• [Source data]
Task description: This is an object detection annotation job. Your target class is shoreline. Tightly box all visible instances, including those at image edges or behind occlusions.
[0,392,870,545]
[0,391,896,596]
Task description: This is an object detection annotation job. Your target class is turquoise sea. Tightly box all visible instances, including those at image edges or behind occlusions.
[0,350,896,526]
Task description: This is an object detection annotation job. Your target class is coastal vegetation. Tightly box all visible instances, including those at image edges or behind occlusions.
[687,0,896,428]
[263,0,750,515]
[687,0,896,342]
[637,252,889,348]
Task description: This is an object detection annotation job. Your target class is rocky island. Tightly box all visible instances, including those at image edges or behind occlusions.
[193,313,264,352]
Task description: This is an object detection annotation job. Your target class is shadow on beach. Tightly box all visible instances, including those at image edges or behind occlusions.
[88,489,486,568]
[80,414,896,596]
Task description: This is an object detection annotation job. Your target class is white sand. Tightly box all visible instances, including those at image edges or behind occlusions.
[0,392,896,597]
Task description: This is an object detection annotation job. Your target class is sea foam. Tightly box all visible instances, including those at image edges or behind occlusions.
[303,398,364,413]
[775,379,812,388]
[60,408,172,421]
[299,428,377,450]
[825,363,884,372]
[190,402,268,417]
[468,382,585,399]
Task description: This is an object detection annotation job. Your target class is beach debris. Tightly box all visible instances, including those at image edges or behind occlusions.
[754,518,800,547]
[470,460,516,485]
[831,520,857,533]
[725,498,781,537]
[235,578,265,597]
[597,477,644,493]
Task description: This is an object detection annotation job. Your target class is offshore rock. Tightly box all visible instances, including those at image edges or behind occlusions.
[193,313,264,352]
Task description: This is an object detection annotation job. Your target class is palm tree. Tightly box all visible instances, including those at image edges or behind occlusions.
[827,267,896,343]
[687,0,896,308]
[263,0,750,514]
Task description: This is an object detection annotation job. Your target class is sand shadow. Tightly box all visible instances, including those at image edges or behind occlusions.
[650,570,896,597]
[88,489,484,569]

• [Stated problem]
Copy out the whole listing above word for word, keeping every line in its original order.

• [Full output]
Task description: This is an object detection annotation job. Your target class is shoreline. Tightly box all visible instances, including those at image edges or behind occlusions.
[0,392,870,545]
[0,391,896,596]
Task description: This is an object detection annotation job. Your target class is turquoise sea. Tightly box all visible instances, including those at image edges or behind occlusions.
[0,350,896,526]
Task description: This is an object detection annotation job. Your target class is coastal vegetation. Tightly box all visible instances, including those at image edges or behind occlusions.
[687,0,896,428]
[263,0,750,515]
[687,0,896,342]
[637,252,889,348]
Task description: This is an object detection annotation job. Your target class is rocky island. Tightly box all visible instances, including those at image edges or behind occlusions.
[193,313,264,352]
Task description: This is an object detection annotation job. Your target class is shadow on beach. Tightly box all visible instances, including those at image edges or behind occlusions.
[88,489,486,568]
[80,414,896,596]
Task description: This is an object detection annotation job. Your target class is white sand. Tightly box all visible instances, including those at image edges or behind occlusions.
[0,392,896,597]
Task description: This is an object detection annotation job. Your target class is sea foam. Tightly box all visible instances, including those at image edges or behind occlusions.
[303,398,364,413]
[775,379,812,388]
[60,408,172,421]
[299,428,377,450]
[825,363,884,372]
[190,402,268,417]
[468,382,585,399]
Task description: This is an object detection annotation job. Your target class is beach debris. Tightly box all visible instances, including those at image edges or behind occlusions.
[754,518,800,547]
[470,460,516,485]
[831,520,857,533]
[725,498,781,537]
[235,578,265,597]
[597,477,644,493]
Task description: This is an object detection annotation job. Your target class is offshore rock. Tightly box all visible instances, including those at image edges or behind occlusions.
[193,313,264,352]
Task description: This is an object detection annotation job. Your target class is palm tree. Tightly box all visible instances, including those at image edges or behind occlusions.
[827,267,896,343]
[687,0,896,308]
[263,0,750,514]
Task description: This is an object detection annotation job. Your target class is sand shadow. Tightly box all visible instances, including those at image edges or behind occlusions.
[650,570,896,597]
[88,489,484,569]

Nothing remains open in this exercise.